> **SUPPLIED DATA**:
......
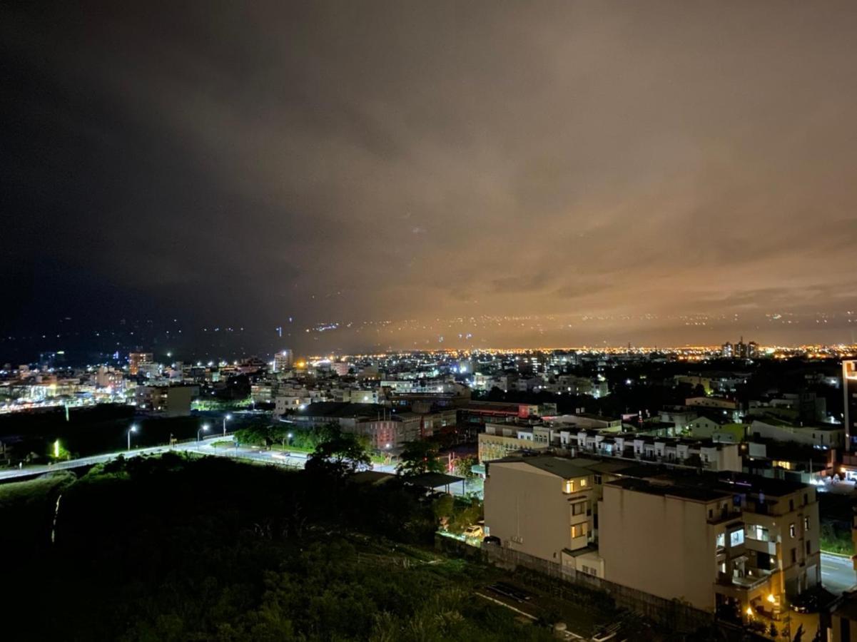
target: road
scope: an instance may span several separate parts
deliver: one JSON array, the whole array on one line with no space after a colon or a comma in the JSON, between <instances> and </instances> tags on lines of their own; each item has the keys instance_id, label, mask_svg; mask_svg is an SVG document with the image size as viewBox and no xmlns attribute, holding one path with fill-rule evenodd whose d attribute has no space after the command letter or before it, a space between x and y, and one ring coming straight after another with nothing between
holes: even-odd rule
<instances>
[{"instance_id":1,"label":"road","mask_svg":"<svg viewBox=\"0 0 857 642\"><path fill-rule=\"evenodd\" d=\"M836 595L857 585L857 573L854 573L851 558L822 553L821 583L824 585L824 588Z\"/></svg>"},{"instance_id":2,"label":"road","mask_svg":"<svg viewBox=\"0 0 857 642\"><path fill-rule=\"evenodd\" d=\"M93 457L83 457L79 459L69 461L61 461L50 465L27 466L22 469L12 468L0 471L0 481L14 479L15 477L32 478L54 471L69 470L72 468L81 468L83 466L93 465L95 464L104 464L115 459L120 455L123 457L139 457L140 455L160 454L169 452L189 452L198 453L206 455L216 455L218 457L230 457L237 459L249 459L264 464L273 464L284 468L303 468L307 463L307 454L304 453L291 453L284 455L279 450L261 450L252 447L214 447L216 441L223 441L222 435L207 437L201 441L187 441L176 444L175 446L157 446L149 448L132 448L131 450L117 451ZM394 473L396 467L390 464L374 464L372 469L381 472ZM450 485L450 491L452 495L464 495L467 493L476 493L482 495L482 487L481 479L468 480L463 489L460 483Z\"/></svg>"},{"instance_id":3,"label":"road","mask_svg":"<svg viewBox=\"0 0 857 642\"><path fill-rule=\"evenodd\" d=\"M21 469L11 468L5 471L0 471L0 480L11 479L14 477L30 477L41 475L45 472L52 472L54 471L63 471L71 468L81 468L82 466L93 465L95 464L104 464L115 459L119 455L126 458L139 457L140 455L159 454L161 453L169 453L170 451L189 451L205 453L207 454L222 454L218 452L219 449L211 447L211 445L217 441L223 441L223 435L207 437L201 441L187 441L176 444L171 447L155 446L149 448L132 448L131 450L121 450L117 451L116 453L107 453L105 454L93 455L92 457L81 457L79 459L60 461L57 464L51 464L48 465L26 466Z\"/></svg>"}]
</instances>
......
> **STATED GOAL**:
Rewrite the rows above, replacing "separate" with "disjoint" and leaving everything else unchanged. Leave the pictures out.

> **RESULT OF THIS TASK**:
target: road
scope: an instance may span several disjoint parts
deliver: one JSON array, the whole array on one line with no space after a colon or a comma in the JSON, between <instances> and </instances> tags on lines of their own; each item has the keys instance_id, label, mask_svg; mask_svg is an SVG document with the image size as viewBox and no xmlns attribute, holding one path with fill-rule evenodd whose d attribute has no space after the command letter or before it, a space between x and y, and one ring coming straight after another with nothing between
holes: even-odd rule
<instances>
[{"instance_id":1,"label":"road","mask_svg":"<svg viewBox=\"0 0 857 642\"><path fill-rule=\"evenodd\" d=\"M836 595L857 585L857 573L854 573L851 558L822 553L821 583L824 585L824 588Z\"/></svg>"},{"instance_id":2,"label":"road","mask_svg":"<svg viewBox=\"0 0 857 642\"><path fill-rule=\"evenodd\" d=\"M93 457L83 457L79 459L69 461L61 461L50 465L27 466L22 469L12 468L0 471L0 481L14 479L15 477L32 478L54 471L69 470L72 468L81 468L83 466L93 465L95 464L104 464L115 459L120 455L123 457L139 457L140 455L160 454L169 452L189 452L198 453L206 455L216 455L218 457L230 457L237 459L249 459L264 464L273 464L284 468L303 468L307 463L307 454L304 453L291 453L284 455L279 450L261 450L252 447L214 447L216 441L223 441L222 435L207 437L201 441L187 441L176 444L175 446L157 446L149 448L132 448L131 450L117 451ZM394 473L396 467L390 464L374 464L372 469L381 472ZM450 485L450 491L452 495L464 495L467 493L476 493L482 495L482 487L481 479L468 480L463 489L460 483Z\"/></svg>"},{"instance_id":3,"label":"road","mask_svg":"<svg viewBox=\"0 0 857 642\"><path fill-rule=\"evenodd\" d=\"M21 469L11 468L5 471L0 471L0 480L11 479L14 477L30 477L41 475L45 472L52 472L54 471L63 471L71 468L81 468L82 466L93 465L95 464L104 464L115 459L119 455L126 458L139 457L140 455L159 454L161 453L169 453L170 451L189 451L205 453L207 454L222 454L218 452L219 449L211 447L211 445L217 441L223 441L223 435L207 437L201 441L187 441L176 444L171 447L155 446L149 448L132 448L131 450L121 450L117 451L116 453L107 453L105 454L93 455L92 457L81 457L79 459L60 461L57 464L51 464L48 465L26 466Z\"/></svg>"}]
</instances>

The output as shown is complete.